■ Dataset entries
.....

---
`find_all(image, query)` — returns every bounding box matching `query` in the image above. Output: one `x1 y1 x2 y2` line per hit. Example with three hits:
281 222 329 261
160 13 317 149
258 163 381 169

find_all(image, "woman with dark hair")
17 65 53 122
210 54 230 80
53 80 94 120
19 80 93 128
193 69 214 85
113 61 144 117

.....

■ Problem to work on
The line containing "160 13 317 149" and all lines after it, through the last line of the data, should be retyped exactly.

■ Response for this exercise
160 13 317 149
258 163 381 169

find_all(image, "woman with dark hair")
17 65 53 122
210 54 230 80
53 80 94 120
19 80 93 128
193 69 214 85
113 61 144 117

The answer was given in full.